* Begin Dataset content *

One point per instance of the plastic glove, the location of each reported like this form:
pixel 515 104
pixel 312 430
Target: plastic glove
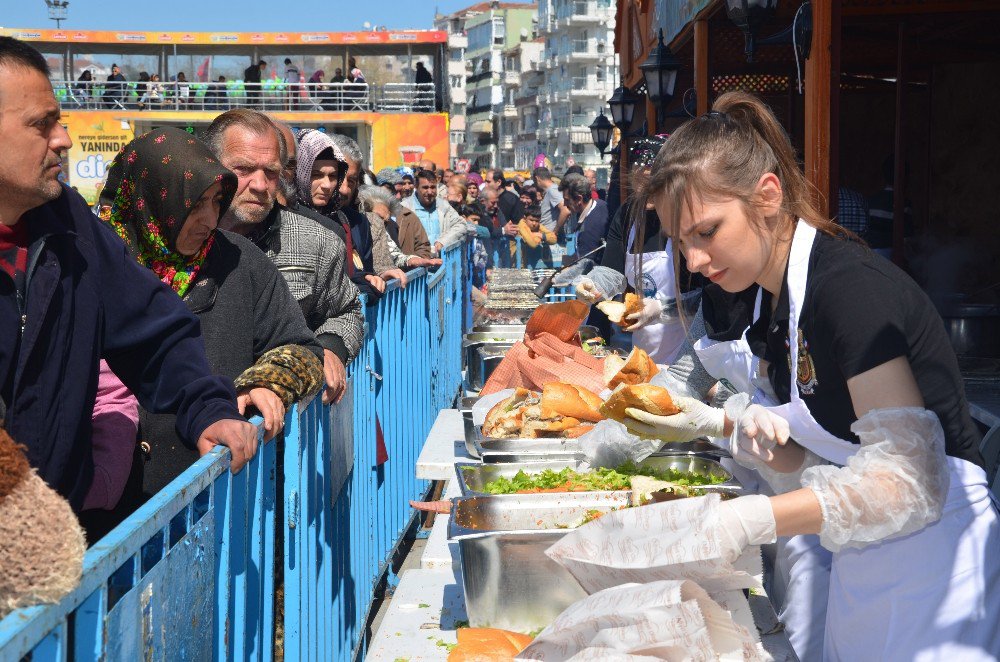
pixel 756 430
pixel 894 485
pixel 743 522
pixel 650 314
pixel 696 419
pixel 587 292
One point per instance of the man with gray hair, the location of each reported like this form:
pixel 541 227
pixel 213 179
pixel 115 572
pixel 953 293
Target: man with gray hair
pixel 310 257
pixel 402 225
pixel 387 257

* End Dataset content *

## Exercise
Repeat each record exactly, with the pictures left out.

## Full output
One point per instance of the plastic glove, the location of each reported like this form:
pixel 515 104
pixel 312 430
Target: plastic glove
pixel 756 430
pixel 894 485
pixel 743 522
pixel 650 314
pixel 696 419
pixel 587 292
One point per instance of the man with gray hair, the location of each reported like this form:
pixel 541 227
pixel 213 179
pixel 115 572
pixel 953 293
Target: man with gray hair
pixel 310 257
pixel 402 225
pixel 387 257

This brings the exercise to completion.